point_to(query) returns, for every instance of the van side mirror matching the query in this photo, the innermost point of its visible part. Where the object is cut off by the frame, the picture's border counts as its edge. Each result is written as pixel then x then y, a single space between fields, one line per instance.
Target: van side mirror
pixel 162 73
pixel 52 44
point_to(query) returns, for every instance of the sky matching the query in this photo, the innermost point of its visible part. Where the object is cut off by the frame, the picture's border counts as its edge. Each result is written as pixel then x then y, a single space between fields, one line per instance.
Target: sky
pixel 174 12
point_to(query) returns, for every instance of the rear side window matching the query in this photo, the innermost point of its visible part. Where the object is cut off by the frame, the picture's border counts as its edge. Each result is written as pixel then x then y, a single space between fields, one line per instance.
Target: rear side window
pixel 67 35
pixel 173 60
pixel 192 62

## [Required work]
Would you transcribe every entry exactly?

## [Task output]
point_to(query) returns, for every instance of the van side mirror matching the query in this photo, the innermost point of its visible part. Where the object is cut off by the frame, the picture's border counts as its edge. Each result is written as pixel then x then y, a single space between fields, one line per instance.
Target: van side mirror
pixel 162 73
pixel 52 44
point_to(query) returns, for every instance of the sky matching the query in this photo, the innermost point of its visible part. Where the object is cut off by the frame, the picture's border counts as its edge. Each result is written as pixel then x then y, a single space between fields, one line per instance.
Target: sky
pixel 174 12
point_to(query) returns, for every instance of the rear side window matching the query in this photo, the innermost point of its visible part. Where the object is cut off by the frame, the picture's border counts as its edge. Each result is written as pixel then x then y, a single space between fields, one line per instance.
Target: rear side window
pixel 67 35
pixel 173 60
pixel 192 62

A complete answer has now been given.